▶ _Exercise aim_
Print all the records exactly as they stand.

※

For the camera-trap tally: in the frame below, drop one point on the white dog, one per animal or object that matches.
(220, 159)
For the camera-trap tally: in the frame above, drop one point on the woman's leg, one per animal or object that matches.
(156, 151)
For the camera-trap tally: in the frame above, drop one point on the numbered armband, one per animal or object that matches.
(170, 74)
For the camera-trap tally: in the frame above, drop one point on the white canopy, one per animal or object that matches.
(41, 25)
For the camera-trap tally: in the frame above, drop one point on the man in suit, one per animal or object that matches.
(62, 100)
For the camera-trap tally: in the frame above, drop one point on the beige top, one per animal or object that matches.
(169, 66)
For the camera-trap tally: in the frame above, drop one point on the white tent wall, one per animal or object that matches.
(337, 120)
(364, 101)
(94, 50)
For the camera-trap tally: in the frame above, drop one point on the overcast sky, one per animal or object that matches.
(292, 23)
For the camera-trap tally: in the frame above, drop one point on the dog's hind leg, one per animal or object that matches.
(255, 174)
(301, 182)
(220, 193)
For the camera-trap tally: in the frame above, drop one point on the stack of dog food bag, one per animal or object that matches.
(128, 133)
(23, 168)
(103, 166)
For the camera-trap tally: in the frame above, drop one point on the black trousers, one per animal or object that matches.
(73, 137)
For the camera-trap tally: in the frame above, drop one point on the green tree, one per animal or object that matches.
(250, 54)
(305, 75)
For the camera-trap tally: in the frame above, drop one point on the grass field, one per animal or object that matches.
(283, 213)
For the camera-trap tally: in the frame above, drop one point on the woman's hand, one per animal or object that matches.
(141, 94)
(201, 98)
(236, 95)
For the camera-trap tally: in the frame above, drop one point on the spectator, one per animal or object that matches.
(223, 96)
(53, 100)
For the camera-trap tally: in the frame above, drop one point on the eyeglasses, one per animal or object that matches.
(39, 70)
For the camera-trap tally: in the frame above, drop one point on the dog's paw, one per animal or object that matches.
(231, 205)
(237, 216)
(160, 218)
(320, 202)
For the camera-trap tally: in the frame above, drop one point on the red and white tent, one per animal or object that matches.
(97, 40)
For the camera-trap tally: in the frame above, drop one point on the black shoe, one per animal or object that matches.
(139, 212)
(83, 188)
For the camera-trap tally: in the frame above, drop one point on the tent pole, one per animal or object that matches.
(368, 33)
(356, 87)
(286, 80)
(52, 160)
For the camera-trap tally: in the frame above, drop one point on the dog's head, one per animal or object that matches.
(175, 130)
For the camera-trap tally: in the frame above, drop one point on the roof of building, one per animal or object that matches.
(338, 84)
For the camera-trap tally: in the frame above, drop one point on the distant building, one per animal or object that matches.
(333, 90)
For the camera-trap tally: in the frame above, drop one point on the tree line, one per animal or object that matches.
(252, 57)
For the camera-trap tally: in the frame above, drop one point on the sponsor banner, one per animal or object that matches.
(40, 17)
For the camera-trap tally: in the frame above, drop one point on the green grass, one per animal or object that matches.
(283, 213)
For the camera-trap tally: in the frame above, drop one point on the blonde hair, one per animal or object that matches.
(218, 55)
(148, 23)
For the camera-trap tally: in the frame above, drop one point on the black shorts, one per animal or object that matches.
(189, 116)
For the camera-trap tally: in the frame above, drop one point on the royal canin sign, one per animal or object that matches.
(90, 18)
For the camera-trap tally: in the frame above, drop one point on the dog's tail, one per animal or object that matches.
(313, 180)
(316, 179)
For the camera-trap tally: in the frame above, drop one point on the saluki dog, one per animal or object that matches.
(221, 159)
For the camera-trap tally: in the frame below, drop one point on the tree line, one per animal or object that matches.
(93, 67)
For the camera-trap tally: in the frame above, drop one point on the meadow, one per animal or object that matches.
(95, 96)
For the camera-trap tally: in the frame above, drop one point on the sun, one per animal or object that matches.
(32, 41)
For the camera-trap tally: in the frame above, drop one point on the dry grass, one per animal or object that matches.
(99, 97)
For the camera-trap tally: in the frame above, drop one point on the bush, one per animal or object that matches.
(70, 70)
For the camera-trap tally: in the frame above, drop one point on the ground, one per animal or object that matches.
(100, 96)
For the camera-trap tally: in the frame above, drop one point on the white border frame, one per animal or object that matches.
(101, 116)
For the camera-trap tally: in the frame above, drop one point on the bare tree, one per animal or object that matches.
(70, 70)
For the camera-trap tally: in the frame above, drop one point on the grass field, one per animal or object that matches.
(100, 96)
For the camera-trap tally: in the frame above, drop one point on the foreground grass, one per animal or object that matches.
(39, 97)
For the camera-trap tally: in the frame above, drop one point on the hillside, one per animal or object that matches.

※

▶ _Response to the exercise_
For the camera-trap tally: in the frame below, drop one point on the white dog, one per animal or object that matches.
(220, 159)
For the camera-trap tally: in the frame above, drop one point on the woman's leg, one per animal or object that matches.
(156, 151)
For the camera-trap tally: in the frame above, drop one point on the numbered armband, one per animal or object that matches.
(170, 74)
For the camera-trap tally: in the frame above, drop one point on the white canopy, one per animal or object that matches.
(41, 25)
For the camera-trap tally: in the frame above, drop one point on the man in suit, one per animal or object that matches.
(62, 100)
For the camera-trap tally: in the frame above, drop one point on the beige top, one per animal or object that matches.
(169, 66)
For the camera-trap tally: in the frame above, drop one point on the white tent wall, one per animal or object that matches.
(337, 120)
(364, 101)
(94, 50)
For the camera-trap tally: in the frame above, drop one point on the overcast sky, one per animal or object that matches.
(292, 23)
For the camera-trap tally: in the frame above, drop one point on the dog's hind leg, one per animal or object that matches.
(255, 174)
(301, 182)
(220, 193)
For the camera-trap tally: in the frame above, drop one point on the stack of dog food bag, one per animal or object that matches.
(128, 133)
(23, 168)
(103, 166)
For the camera-trap tally: in the frame above, drop one point on the black trousers, one per animal or object that matches.
(73, 137)
For the camera-trap tally: in the frame above, drop one point on the green tree, one per animal or object that matches.
(250, 54)
(305, 75)
For the camera-trap tally: in the frame above, drop one point on the grass field, one per animal or object that matches.
(283, 213)
For the camera-trap tally: in the frame above, drop one point on the woman's hand, one per animal or object that matches.
(141, 94)
(201, 98)
(236, 95)
For the camera-trap tally: in the frame above, drop one point on the spectator, one per animal or object that matches.
(223, 96)
(53, 100)
For the camera-trap tally: in the frame above, drop one point on the eyeglasses, one per animal or object that matches.
(39, 70)
For the camera-trap tally: in the frame above, drop one point on the dog's paw, one per animal or object that matches.
(231, 205)
(237, 216)
(160, 218)
(320, 202)
For the camera-trap tally: in the frame above, drop one point on the red and white tent, one per animal or object that matches.
(97, 40)
For the camera-trap tally: in the frame above, drop one point on the black shoe, one per animal or object that matches.
(139, 212)
(83, 188)
For the camera-trap tally: in the frame above, drop one point on the tent pole, one per animal or object that matches.
(368, 33)
(356, 87)
(286, 80)
(52, 160)
For the camera-trap tally: in the frame above, drop one point on the dog's head, one per animal or object that matches.
(175, 130)
For the camera-trap tally: in the frame above, drop one point on the roof of building, one per animal or object that matches.
(338, 84)
For the camera-trap tally: in the frame above, drop one point on the distant building, one per animal or object that matches.
(333, 90)
For the camera-trap tally: in the frame above, drop one point on the tree line, one per animal or object that matches.
(252, 57)
For the camera-trap tally: in the frame above, drop one point on the sponsor banner, one per animal or object that matches.
(40, 17)
For the camera-trap tally: in the frame above, drop one point on the green grass, one per animal or object that matches.
(283, 213)
For the camera-trap tally: in the frame above, drop one point on the blonde hair, one per animal or object that matches.
(218, 55)
(148, 23)
For the camera-trap tally: in the frame above, drop one point on the black shorts, one per animal or object that matches.
(189, 116)
For the camera-trap tally: in the frame above, drop one point on the royal canin sign, one per animal or object that matches.
(90, 18)
For the camera-trap tally: in the frame above, drop one point on the dog's tail, one per animal or object that matches.
(313, 180)
(316, 179)
For the camera-trap tally: in the frame above, drop one point on the saluki dog, one per animal or object that matches.
(221, 159)
For the camera-trap tally: in the frame below, drop one point on the tree line, one per animal or object that matches.
(93, 67)
For the camera-trap tally: in the frame above, drop one point on the meadow, one per animal or object that matches.
(95, 96)
For the camera-trap tally: in the frame above, drop one point on the sun, one per animal or object that matches.
(32, 41)
For the camera-trap tally: in the frame above, drop one point on the dry grass, one per animal or object that matches.
(99, 97)
For the camera-trap tally: in the frame above, drop one point on the bush, one per animal or object that matches.
(70, 70)
For the camera-trap tally: in the frame above, drop one point on the ground, one per animal or object that matches.
(100, 96)
For the camera-trap tally: in the frame above, drop one point on the white border frame, one per animal or object that matches.
(101, 116)
For the camera-trap tally: in the frame above, drop one point on the bare tree, one per animal or object that matches.
(70, 70)
For the camera-trap tally: in the frame above, drop one point on the grass field, one per animal or object that matches.
(100, 96)
For the camera-trap tally: in the frame above, drop one point on the foreground grass, one per animal or object that matches.
(39, 97)
For the camera-trap tally: in the frame above, drop one point on the hillside, one per animal or object that matches.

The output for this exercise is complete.